Retype all of the listing exactly, with no pictures.

### Records for the exercise

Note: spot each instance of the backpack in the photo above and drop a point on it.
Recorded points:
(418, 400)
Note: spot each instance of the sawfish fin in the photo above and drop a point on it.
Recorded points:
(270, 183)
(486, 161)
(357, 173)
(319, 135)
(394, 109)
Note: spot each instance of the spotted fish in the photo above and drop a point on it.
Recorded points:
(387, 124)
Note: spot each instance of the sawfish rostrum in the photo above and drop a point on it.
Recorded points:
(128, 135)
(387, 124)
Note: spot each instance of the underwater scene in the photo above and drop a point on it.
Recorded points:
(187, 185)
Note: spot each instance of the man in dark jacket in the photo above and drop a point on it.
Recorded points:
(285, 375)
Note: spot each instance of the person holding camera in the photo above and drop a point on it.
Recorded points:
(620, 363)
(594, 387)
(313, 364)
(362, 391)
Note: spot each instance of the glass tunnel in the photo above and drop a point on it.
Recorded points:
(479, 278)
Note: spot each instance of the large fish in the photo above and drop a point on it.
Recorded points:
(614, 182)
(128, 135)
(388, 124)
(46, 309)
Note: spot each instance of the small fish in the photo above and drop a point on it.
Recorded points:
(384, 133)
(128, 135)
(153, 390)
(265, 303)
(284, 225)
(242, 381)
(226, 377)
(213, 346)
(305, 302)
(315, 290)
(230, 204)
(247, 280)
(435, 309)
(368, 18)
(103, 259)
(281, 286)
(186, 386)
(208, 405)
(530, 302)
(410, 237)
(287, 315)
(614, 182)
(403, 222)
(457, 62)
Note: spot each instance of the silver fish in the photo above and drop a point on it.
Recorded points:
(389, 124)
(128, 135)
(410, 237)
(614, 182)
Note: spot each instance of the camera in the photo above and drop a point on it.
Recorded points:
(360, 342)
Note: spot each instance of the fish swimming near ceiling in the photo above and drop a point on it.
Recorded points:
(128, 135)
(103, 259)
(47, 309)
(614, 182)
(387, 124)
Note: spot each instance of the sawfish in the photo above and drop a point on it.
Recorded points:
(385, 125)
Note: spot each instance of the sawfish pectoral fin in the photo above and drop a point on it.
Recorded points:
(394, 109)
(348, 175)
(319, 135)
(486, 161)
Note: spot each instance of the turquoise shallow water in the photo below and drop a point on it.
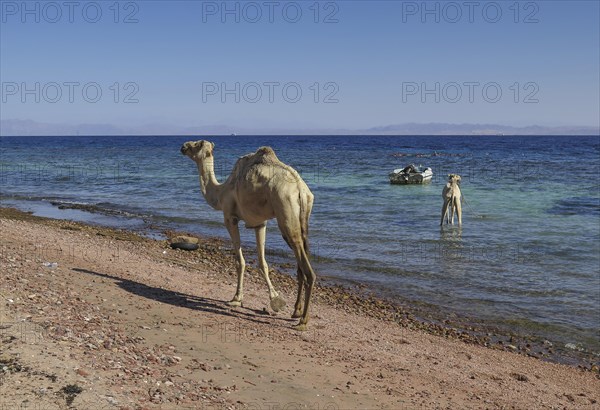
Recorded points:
(527, 257)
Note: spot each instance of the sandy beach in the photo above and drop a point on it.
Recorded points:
(126, 322)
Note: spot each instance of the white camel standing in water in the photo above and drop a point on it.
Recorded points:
(452, 200)
(260, 188)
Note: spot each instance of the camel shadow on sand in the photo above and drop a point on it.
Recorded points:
(187, 301)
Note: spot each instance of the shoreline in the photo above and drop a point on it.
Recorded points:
(365, 300)
(134, 324)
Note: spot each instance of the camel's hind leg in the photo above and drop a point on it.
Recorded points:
(234, 233)
(309, 279)
(298, 306)
(277, 303)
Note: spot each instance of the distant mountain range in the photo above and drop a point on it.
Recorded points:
(31, 128)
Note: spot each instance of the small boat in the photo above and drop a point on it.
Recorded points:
(411, 175)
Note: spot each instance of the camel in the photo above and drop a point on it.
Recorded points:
(452, 200)
(261, 188)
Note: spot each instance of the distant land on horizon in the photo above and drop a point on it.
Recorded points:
(33, 128)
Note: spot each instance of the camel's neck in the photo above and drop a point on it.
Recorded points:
(210, 187)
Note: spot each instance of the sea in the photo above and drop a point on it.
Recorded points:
(526, 258)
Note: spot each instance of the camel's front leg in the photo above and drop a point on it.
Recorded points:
(234, 233)
(277, 302)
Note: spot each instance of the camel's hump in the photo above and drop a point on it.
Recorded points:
(265, 154)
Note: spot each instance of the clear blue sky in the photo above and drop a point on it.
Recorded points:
(375, 61)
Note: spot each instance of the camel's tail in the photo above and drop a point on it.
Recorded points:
(306, 202)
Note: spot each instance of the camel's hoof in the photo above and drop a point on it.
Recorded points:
(301, 327)
(277, 303)
(235, 303)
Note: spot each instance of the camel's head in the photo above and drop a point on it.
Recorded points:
(198, 150)
(454, 178)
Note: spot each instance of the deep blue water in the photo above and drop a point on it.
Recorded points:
(527, 256)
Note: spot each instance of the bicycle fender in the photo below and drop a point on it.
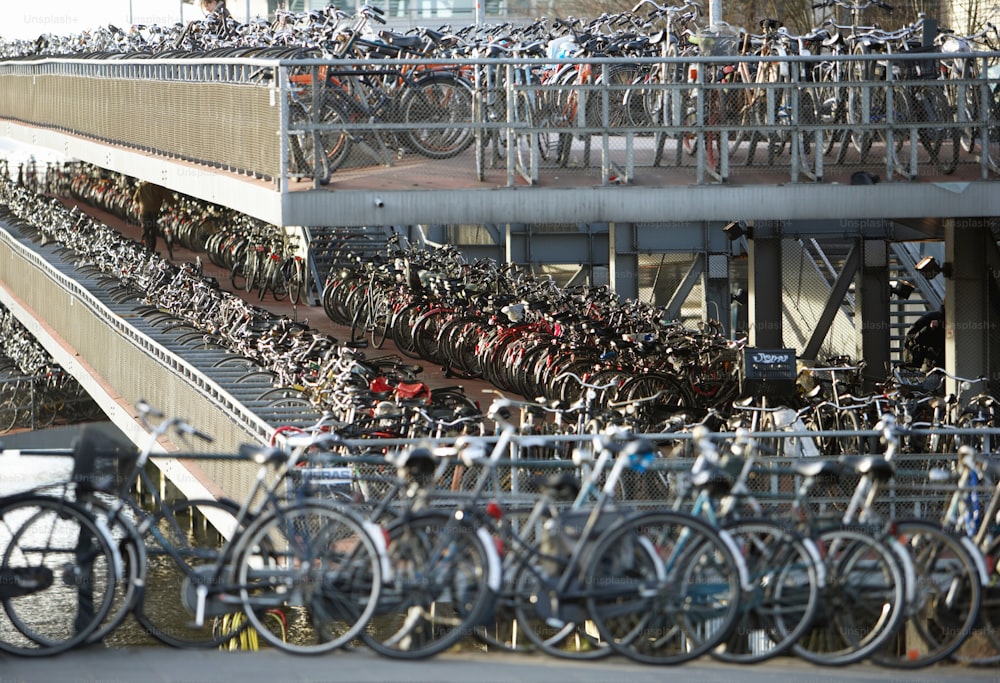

######

▸ **Answer**
Note: spot each instance of the backpack in the photo above and drop a point on it.
Recorded points:
(418, 400)
Note: spot each instance of the sawfish fin in the photo above and drop a point on it.
Recorded points:
(270, 183)
(486, 161)
(357, 173)
(319, 135)
(394, 109)
Note: spot each instance of the spotted fish in the photo above and drop a point on it.
Recorded points:
(387, 124)
Note: spot each instance of the sawfish rostrum in the photo above and drop a point on it.
Recorded points:
(128, 135)
(387, 124)
Note: spot each instance of the underwater scene in the photo above and drop a point on it.
Recorded points:
(187, 185)
Note: spot each instance of the man in dark jacket in the photo above and drop a point on it.
Recorded points:
(285, 375)
Note: spot each instance of the person holding camera in the photo above and drop a point on it.
Recorded points:
(620, 363)
(594, 387)
(313, 364)
(362, 391)
Note: spot each instance of the glass tunnel in the photo above and drop a point on it.
Recorded points:
(479, 278)
Note: spot each instance of the large fish in the photo above and drop a point on it.
Recorded points:
(614, 182)
(128, 135)
(388, 124)
(46, 309)
Note: spot each instance of the small fish in the photo above and drop a point on it.
Recorded points:
(384, 133)
(128, 135)
(153, 390)
(265, 303)
(284, 225)
(242, 381)
(226, 377)
(213, 346)
(305, 302)
(315, 290)
(230, 204)
(247, 280)
(435, 309)
(368, 18)
(103, 259)
(281, 286)
(186, 386)
(208, 405)
(530, 302)
(410, 237)
(287, 315)
(614, 182)
(403, 222)
(457, 62)
Note: spot each instance of the silver fish in the photo above and drop a point on it.
Recorded points:
(389, 124)
(128, 135)
(410, 237)
(614, 182)
Note: spot each instance of the camera in the photo above and drop a point on it.
Recorded points:
(360, 342)
Note: spot each instance of the fish swimming near ceiling in the photo above and drop a point on it.
Recorded points:
(128, 135)
(103, 259)
(47, 309)
(614, 182)
(387, 124)
Note: spot each instance of the sawfish in the photo above and drop a point on it.
Recorded points:
(385, 125)
Note: spot each instance of the sawfish pectoral fin in the photo above and drop a point on it.
Recorded points:
(394, 109)
(348, 175)
(319, 135)
(486, 161)
Note: spot each instance of the turquoise shallow water in the photo below and drop a point on it.
Recorded points:
(527, 257)
Note: spot each instance of the sandy beach in the photo above and drop a point on it.
Recorded points:
(126, 322)
Note: spot each instance of the white camel standing in water in the photo above and drop a point on it.
Recorded points:
(452, 200)
(260, 188)
Note: spot each instance of the camel shadow on sand in the photo above and drop a point on it.
Recorded points:
(187, 301)
Note: spot each instance of the shoreline in the photo above and drop a point on it.
Recorded points:
(365, 300)
(134, 324)
Note: spot each instance of the camel's hind leg in the photo above and drop a point on it.
Recorded points:
(234, 233)
(309, 279)
(298, 306)
(277, 303)
Note: spot each instance of the distant mountain range in the photo above and drop a point on it.
Recorded points:
(31, 128)
Note: spot each instance of the small boat in the photo above and drop a point on it.
Recorded points:
(411, 175)
Note: spot each instance of the camel in the photo above and drop a point on it.
Recorded points:
(452, 200)
(261, 188)
Note: spot each instance of the distant land on horizon in the photo above and drop a point on it.
Recorded points:
(33, 128)
Note: spot each instance of the camel's neck in the photo above and drop a point on it.
Recorded points:
(210, 187)
Note: spot each instance of the sea in the photo above and drop a point on it.
Recorded points:
(526, 258)
Note: spot each instance of the camel's front leg in the photo above and drop a point on it.
Recorded points:
(234, 233)
(277, 302)
Note: spot each instance of the camel's hump in the photo above and drop a point on it.
Recorded points:
(265, 154)
Note: spot each instance of the clear blue sky in the photo above and drop a point on it.
Recorded points:
(375, 61)
Note: spot each instance of the camel's tail in the photo above and drop a point on it.
Recorded points:
(306, 202)
Note: spot each instance of the camel's hoof in the photo above and drop a point on it.
Recorded points:
(301, 327)
(277, 303)
(235, 303)
Note: spot each instance of the camel's head in the photo above and drop a point on it.
Recorded points:
(198, 150)
(454, 178)
Note: spot each instance of the deep blue water in the photo above and drop a point on it.
Recorded points:
(527, 256)
Note: spot each instance of the bicycle fender in the photo below and drop a point on it.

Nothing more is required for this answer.